* [Set task]: With the line containing "of the green" as the first line and the last line of the records as the final one, reproduce that range exactly.

===== Exercise materials =====

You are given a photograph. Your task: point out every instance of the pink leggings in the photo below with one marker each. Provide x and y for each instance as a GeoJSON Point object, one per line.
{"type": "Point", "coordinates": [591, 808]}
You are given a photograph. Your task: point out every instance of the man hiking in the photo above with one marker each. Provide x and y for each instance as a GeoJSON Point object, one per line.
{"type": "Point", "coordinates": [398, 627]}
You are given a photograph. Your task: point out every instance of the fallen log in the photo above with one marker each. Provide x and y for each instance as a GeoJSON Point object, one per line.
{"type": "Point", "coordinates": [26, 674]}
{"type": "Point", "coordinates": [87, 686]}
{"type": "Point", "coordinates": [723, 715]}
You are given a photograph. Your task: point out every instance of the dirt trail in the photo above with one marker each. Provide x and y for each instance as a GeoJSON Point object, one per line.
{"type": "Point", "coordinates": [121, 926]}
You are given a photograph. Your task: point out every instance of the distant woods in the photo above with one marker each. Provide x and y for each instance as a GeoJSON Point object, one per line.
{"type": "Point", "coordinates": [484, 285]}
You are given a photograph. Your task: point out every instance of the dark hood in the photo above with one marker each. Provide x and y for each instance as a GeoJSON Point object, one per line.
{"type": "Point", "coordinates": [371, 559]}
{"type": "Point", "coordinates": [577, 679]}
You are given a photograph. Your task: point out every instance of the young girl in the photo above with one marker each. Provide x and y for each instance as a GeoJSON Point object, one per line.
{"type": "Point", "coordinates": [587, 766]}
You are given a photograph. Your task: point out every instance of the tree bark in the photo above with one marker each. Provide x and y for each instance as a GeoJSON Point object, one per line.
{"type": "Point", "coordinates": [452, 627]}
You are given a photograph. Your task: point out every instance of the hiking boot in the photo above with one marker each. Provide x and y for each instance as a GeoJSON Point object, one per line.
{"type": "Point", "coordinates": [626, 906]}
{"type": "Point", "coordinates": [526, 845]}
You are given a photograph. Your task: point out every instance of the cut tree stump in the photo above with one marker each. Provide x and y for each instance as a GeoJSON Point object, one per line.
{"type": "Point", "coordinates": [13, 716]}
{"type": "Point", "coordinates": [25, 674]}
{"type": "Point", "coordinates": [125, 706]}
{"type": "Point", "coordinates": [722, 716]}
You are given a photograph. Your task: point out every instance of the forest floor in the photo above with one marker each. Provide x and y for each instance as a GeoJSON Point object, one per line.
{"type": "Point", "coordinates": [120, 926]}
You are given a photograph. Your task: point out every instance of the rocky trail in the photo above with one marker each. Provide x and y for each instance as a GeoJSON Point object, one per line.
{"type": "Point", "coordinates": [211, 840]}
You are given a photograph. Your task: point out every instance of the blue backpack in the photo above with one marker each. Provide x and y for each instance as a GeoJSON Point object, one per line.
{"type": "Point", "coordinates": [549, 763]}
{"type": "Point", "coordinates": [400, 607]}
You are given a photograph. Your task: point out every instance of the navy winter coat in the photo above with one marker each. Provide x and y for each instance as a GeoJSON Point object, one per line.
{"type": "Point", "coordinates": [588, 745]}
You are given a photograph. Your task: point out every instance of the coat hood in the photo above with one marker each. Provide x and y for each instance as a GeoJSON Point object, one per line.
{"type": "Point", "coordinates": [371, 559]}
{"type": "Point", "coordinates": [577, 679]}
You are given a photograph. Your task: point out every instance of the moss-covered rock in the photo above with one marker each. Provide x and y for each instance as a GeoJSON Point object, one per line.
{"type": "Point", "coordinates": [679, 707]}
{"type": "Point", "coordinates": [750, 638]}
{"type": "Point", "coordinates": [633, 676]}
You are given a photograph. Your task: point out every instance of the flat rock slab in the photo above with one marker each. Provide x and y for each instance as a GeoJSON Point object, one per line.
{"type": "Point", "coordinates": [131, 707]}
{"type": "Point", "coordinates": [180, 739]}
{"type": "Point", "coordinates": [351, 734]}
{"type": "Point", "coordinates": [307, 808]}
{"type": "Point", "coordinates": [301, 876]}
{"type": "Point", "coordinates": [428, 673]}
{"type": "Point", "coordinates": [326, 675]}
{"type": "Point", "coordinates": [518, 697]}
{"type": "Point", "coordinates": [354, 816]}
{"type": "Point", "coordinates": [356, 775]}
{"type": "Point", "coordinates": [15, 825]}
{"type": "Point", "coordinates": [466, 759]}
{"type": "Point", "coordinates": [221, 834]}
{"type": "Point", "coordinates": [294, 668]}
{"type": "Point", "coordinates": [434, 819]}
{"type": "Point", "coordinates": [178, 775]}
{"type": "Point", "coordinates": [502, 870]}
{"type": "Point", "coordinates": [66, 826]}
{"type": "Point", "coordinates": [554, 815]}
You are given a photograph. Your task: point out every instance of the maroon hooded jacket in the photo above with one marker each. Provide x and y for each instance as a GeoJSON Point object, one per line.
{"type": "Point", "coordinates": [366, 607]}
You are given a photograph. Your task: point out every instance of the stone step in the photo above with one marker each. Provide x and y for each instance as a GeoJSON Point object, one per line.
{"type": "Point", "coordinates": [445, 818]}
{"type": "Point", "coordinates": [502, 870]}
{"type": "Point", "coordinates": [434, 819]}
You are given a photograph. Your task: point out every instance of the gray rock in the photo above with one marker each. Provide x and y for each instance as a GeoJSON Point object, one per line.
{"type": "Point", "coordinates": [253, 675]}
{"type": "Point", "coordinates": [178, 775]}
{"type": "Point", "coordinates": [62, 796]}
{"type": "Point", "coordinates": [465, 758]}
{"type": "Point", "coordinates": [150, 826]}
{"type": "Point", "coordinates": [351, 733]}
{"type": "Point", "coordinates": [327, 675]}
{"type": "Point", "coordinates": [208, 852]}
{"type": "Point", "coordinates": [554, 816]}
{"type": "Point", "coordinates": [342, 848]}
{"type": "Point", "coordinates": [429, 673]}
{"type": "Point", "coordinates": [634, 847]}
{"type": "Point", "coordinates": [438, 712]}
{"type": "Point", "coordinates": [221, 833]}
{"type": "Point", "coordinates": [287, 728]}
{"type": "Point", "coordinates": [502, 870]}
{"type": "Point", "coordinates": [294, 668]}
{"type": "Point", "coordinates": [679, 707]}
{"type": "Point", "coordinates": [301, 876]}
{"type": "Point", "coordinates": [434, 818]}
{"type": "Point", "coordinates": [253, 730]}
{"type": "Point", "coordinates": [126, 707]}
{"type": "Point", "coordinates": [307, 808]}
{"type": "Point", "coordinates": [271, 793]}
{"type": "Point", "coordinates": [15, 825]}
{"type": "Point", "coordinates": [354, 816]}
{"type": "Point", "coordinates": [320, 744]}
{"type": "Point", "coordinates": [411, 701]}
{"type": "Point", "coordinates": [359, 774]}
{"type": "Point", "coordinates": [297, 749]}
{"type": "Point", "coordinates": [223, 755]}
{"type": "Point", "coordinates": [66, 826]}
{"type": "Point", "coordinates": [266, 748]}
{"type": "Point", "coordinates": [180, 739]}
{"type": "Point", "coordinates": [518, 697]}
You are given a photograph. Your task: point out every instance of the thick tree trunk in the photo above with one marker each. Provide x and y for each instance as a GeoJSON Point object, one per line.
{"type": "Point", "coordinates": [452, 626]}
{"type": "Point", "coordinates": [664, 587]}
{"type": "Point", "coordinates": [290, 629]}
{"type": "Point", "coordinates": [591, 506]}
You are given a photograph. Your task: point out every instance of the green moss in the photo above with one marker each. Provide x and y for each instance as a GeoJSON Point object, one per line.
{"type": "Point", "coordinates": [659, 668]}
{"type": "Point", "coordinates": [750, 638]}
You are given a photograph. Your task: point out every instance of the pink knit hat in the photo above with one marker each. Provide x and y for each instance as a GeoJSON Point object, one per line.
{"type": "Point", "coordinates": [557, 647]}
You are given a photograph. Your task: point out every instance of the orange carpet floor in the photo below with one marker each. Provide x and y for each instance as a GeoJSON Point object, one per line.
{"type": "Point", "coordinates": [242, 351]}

=====

* [Written answer]:
You are given a photograph. Your task: point out every instance of the green moss in the photo above with one marker each. Provide x and y for each instance as a GeoJSON Point object, one per line.
{"type": "Point", "coordinates": [659, 668]}
{"type": "Point", "coordinates": [750, 638]}
You are given a photograph. Your task: point out every instance of the pink knit hat in the photo above with one marker each. Provide x and y for each instance as a GeoJSON Point object, one per line.
{"type": "Point", "coordinates": [557, 647]}
You are given a photograph. Your task: point out every instance of the orange carpet floor in the photo below with one marker each. Provide x and y for each instance as a GeoJSON Point object, one per line.
{"type": "Point", "coordinates": [242, 351]}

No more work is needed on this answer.